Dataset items
------------

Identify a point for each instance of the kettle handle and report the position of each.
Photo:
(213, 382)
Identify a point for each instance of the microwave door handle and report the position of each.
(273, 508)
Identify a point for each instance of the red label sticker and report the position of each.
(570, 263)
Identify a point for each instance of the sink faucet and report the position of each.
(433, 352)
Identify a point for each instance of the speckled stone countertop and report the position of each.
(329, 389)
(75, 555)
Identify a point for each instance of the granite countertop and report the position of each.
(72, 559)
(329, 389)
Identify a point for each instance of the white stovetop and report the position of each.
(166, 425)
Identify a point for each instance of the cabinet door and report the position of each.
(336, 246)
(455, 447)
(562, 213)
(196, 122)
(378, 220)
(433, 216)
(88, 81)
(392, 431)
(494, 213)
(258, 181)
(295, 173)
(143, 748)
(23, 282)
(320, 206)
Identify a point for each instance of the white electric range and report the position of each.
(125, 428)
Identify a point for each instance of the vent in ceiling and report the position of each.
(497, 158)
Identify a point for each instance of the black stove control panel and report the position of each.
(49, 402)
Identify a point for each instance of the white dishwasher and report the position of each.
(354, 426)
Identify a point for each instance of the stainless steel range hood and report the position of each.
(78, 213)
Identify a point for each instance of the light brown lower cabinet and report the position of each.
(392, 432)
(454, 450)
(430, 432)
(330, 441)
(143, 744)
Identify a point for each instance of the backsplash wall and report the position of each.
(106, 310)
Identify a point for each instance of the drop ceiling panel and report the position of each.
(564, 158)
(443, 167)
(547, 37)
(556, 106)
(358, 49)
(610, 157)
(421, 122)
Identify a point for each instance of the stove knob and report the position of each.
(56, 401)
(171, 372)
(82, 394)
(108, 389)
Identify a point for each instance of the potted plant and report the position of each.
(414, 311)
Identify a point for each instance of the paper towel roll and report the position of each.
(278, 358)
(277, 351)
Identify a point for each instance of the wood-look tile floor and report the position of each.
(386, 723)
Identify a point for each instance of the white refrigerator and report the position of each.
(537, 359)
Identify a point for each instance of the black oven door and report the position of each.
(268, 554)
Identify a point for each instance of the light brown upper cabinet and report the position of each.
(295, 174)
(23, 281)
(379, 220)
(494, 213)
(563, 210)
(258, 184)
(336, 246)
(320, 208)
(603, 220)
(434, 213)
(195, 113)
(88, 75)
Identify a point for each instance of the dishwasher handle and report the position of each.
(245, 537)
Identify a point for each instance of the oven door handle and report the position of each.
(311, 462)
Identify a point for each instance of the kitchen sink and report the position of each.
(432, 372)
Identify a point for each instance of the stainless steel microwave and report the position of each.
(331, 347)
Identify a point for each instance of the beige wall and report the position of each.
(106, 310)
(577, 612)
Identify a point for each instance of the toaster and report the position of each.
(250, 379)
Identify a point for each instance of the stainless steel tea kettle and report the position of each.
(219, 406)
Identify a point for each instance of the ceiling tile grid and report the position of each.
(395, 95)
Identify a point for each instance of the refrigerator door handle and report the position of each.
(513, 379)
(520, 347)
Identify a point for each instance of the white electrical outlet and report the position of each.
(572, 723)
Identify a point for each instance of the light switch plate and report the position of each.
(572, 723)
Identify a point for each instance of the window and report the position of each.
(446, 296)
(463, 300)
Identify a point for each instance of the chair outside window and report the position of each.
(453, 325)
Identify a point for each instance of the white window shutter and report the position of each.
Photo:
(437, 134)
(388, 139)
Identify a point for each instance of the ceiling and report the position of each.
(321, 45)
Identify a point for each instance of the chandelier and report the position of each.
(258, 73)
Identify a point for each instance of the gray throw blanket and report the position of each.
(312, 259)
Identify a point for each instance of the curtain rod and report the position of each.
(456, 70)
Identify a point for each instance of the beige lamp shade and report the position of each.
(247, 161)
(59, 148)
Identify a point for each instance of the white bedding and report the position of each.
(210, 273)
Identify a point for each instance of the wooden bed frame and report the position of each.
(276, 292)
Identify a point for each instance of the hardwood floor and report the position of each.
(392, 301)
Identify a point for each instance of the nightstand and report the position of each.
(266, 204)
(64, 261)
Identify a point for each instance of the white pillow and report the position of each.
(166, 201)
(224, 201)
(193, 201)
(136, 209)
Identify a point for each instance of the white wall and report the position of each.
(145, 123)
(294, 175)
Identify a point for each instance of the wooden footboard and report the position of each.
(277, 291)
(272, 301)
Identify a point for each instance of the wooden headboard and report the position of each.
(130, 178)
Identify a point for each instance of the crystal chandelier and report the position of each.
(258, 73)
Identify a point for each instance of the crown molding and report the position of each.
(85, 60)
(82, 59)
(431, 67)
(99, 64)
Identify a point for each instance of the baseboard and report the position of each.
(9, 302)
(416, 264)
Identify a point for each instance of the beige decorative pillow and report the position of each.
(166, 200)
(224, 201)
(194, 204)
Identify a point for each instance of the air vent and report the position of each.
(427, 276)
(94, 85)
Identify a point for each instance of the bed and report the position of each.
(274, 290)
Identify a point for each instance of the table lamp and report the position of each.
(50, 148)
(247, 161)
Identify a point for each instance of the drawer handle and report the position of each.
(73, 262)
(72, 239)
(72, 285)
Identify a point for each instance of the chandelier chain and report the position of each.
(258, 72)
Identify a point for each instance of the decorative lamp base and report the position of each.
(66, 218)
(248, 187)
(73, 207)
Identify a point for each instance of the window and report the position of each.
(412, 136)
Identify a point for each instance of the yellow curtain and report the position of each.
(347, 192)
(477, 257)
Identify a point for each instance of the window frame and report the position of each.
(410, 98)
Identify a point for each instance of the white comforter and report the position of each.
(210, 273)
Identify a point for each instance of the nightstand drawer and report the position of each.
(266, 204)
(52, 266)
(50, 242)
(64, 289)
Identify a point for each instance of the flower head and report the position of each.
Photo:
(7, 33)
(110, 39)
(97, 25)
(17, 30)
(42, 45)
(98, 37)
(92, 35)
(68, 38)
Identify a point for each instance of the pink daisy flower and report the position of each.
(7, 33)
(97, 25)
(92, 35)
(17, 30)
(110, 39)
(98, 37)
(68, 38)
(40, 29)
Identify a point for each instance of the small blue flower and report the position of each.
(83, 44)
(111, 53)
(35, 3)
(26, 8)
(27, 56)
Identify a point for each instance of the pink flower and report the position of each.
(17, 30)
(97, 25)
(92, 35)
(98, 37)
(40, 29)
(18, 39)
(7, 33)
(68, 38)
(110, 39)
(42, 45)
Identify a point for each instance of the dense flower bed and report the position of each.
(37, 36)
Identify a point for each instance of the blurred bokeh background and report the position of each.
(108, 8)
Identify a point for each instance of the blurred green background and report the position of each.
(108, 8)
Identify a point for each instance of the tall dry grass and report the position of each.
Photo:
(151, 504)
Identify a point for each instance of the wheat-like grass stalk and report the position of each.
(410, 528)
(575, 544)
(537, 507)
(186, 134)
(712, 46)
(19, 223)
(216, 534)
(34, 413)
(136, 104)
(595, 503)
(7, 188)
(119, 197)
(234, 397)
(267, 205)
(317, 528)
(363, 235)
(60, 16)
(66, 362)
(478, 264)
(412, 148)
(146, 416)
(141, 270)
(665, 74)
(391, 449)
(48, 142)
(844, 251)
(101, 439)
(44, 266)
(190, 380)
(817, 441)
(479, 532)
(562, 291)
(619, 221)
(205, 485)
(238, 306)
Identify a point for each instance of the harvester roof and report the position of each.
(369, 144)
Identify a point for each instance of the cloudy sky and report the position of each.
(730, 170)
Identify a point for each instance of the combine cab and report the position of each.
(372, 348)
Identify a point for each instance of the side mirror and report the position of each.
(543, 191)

------------

▶ **Action item**: For this exercise, write out all of the data exactly.

▶ **Expected output**:
Identify a point for each instance of the kettle handle and report the position of each.
Photo:
(213, 382)
Identify a point for each instance of the microwave door handle and report the position of each.
(273, 508)
Identify a point for each instance of the red label sticker and report the position of each.
(570, 263)
Identify a point for each instance of the sink faucet and report the position of each.
(433, 352)
Identify a point for each instance of the speckled stone countertop and report the position of each.
(329, 389)
(75, 555)
Identify a point for each instance of the granite countertop and report the position of each.
(72, 559)
(329, 389)
Identify a point for each instance of the white stovetop and report the position of each.
(166, 425)
Identify a point for each instance of the cabinet door and report the position of each.
(336, 246)
(455, 447)
(562, 213)
(196, 122)
(378, 220)
(433, 216)
(88, 81)
(392, 431)
(494, 213)
(258, 181)
(295, 173)
(143, 748)
(23, 282)
(320, 206)
Identify a point for each instance of the white electric range and report the position of each.
(125, 428)
Identify a point for each instance of the vent in ceiling and report the position of each.
(497, 158)
Identify a point for each instance of the black stove control panel and report the position of each.
(49, 402)
Identify a point for each instance of the white dishwasher and report the position of each.
(354, 426)
Identify a point for each instance of the stainless steel range hood and report the position of each.
(78, 213)
Identify a point for each instance of the light brown lower cabinet and report the position of each.
(392, 432)
(454, 450)
(430, 432)
(330, 441)
(143, 744)
Identify a point for each instance of the backsplash wall and report the position of each.
(106, 310)
Identify a point for each instance of the drop ceiling panel and report the position of each.
(564, 158)
(443, 167)
(547, 37)
(556, 106)
(358, 49)
(610, 157)
(421, 122)
Identify a point for each instance of the stove knob and report the position of each.
(56, 401)
(171, 372)
(82, 394)
(108, 389)
Identify a point for each instance of the potted plant and report the position of each.
(414, 311)
Identify a point for each instance of the paper towel roll and report the position of each.
(278, 358)
(277, 351)
Identify a point for each instance of the wood-look tile floor and report the position of each.
(386, 723)
Identify a point for each instance of the white refrigerator and report the position of each.
(537, 359)
Identify a point for each instance of the black oven door and report the position of each.
(268, 554)
Identify a point for each instance of the light brown upper cabinet and report the position of each.
(295, 174)
(23, 281)
(379, 220)
(494, 213)
(563, 210)
(258, 184)
(336, 246)
(320, 208)
(603, 220)
(434, 213)
(195, 113)
(88, 75)
Identify a point for each instance of the dishwasher handle and report the position of each.
(245, 537)
Identify a point for each instance of the oven door handle and report the position of each.
(311, 462)
Identify a point for each instance of the kitchen sink and report the position of each.
(432, 372)
Identify a point for each instance of the stainless steel microwave and report the position of each.
(331, 347)
Identify a point for each instance of the beige wall and report the position of each.
(106, 310)
(577, 612)
Identify a point for each instance of the toaster and report the position of each.
(250, 379)
Identify a point for each instance of the stainless steel tea kettle and report the position of each.
(219, 406)
Identify a point for each instance of the ceiling tile grid and report the position of each.
(395, 95)
Identify a point for each instance of the refrigerator door handle and report the position of each.
(513, 379)
(520, 347)
Identify a point for each instance of the white electrical outlet and report the position of each.
(572, 723)
Identify a point for each instance of the light switch plate and report the position of each.
(572, 723)
Identify a point for each instance of the window and report the position of each.
(446, 296)
(463, 300)
Identify a point for each instance of the chair outside window and report the position of each.
(453, 325)
Identify a point for each instance of the white window shutter and report the position of each.
Photo:
(437, 134)
(388, 139)
Identify a point for each instance of the ceiling and report the position of each.
(321, 45)
Identify a point for each instance of the chandelier and report the position of each.
(258, 73)
Identify a point for each instance of the gray throw blanket and report the position of each.
(312, 259)
Identify a point for each instance of the curtain rod and report the position of each.
(456, 70)
Identify a point for each instance of the beige lamp shade and report the position of each.
(247, 161)
(59, 148)
Identify a point for each instance of the white bedding and report the position of each.
(210, 273)
Identify a point for each instance of the wooden bed frame and report the position of each.
(276, 292)
Identify a point for each instance of the hardwood floor and report the position of each.
(392, 301)
Identify a point for each instance of the nightstand and report the position of each.
(266, 204)
(64, 261)
Identify a point for each instance of the white pillow and report the position of each.
(166, 201)
(224, 201)
(193, 201)
(136, 209)
Identify a point for each instance of the white wall and report the position of each.
(145, 123)
(294, 175)
Identify a point for each instance of the wooden footboard and report the position of each.
(277, 291)
(272, 301)
Identify a point for each instance of the wooden headboard and report the position of each.
(130, 178)
Identify a point for each instance of the crystal chandelier and report the position of each.
(258, 73)
Identify a point for each instance of the crown molding and report the position of each.
(85, 60)
(82, 59)
(431, 67)
(99, 64)
Identify a point for each instance of the baseboard and report the position of each.
(9, 302)
(416, 264)
Identify a point for each instance of the beige decorative pillow and report the position of each.
(166, 200)
(224, 201)
(194, 204)
Identify a point for each instance of the air vent and report the position of each.
(427, 276)
(94, 85)
Identify a point for each instance of the bed and report the position of each.
(274, 290)
Identify a point for each instance of the table lamp and report the position of each.
(50, 148)
(247, 161)
Identify a point for each instance of the drawer handle and report the position of each.
(73, 262)
(72, 239)
(72, 285)
Identify a point for each instance of the chandelier chain and report the position of each.
(258, 72)
Identify a point for each instance of the decorative lamp base and report the position of each.
(66, 218)
(248, 187)
(73, 207)
Identify a point for each instance of the window and report the position of each.
(412, 136)
Identify a point for each instance of the yellow curtain and report the position of each.
(347, 192)
(477, 257)
Identify a point for each instance of the window frame and report the position of each.
(410, 98)
Identify a point for each instance of the white comforter and report the position of each.
(210, 273)
Identify a point for each instance of the nightstand drawer and report the position of each.
(266, 204)
(52, 266)
(50, 242)
(64, 289)
Identify a point for each instance of the flower head and report the position of each.
Photo:
(7, 33)
(110, 39)
(97, 25)
(17, 30)
(42, 45)
(98, 37)
(92, 35)
(68, 38)
Identify a point for each instance of the pink daisy flower and report the position of each.
(7, 33)
(97, 25)
(92, 35)
(17, 30)
(110, 39)
(98, 37)
(68, 38)
(40, 29)
Identify a point for each instance of the small blue flower and report the position of each.
(83, 44)
(111, 53)
(35, 3)
(26, 8)
(27, 56)
Identify a point for each instance of the pink flower and report the position of each.
(17, 30)
(97, 25)
(92, 35)
(98, 37)
(40, 29)
(18, 39)
(7, 33)
(68, 38)
(110, 39)
(42, 45)
Identify a point for each instance of the dense flower bed and report the position of each.
(37, 36)
Identify a point for each instance of the blurred bokeh background and report the position of each.
(108, 8)
Identify a point for each instance of the blurred green background and report the position of each.
(108, 8)
Identify a point for each instance of the tall dry grass and report the position of each.
Photo:
(151, 504)
Identify a point for each instance of the wheat-like grass stalk and report the position of each.
(410, 528)
(575, 544)
(537, 507)
(186, 134)
(712, 46)
(19, 223)
(216, 534)
(34, 413)
(136, 104)
(595, 503)
(7, 188)
(119, 197)
(234, 397)
(267, 205)
(317, 528)
(363, 235)
(60, 16)
(66, 362)
(478, 264)
(412, 148)
(146, 416)
(141, 270)
(665, 74)
(391, 449)
(48, 142)
(844, 251)
(101, 439)
(44, 266)
(190, 380)
(817, 441)
(479, 532)
(562, 291)
(619, 221)
(205, 485)
(238, 306)
Identify a point for each instance of the harvester roof and report the position of each.
(369, 144)
Identify a point for each instance of the cloudy sky and report the position of each.
(730, 170)
Identify a point for each instance of the combine cab and report the position of each.
(372, 348)
Identify a point for each instance of the side mirror and report the position of each.
(543, 191)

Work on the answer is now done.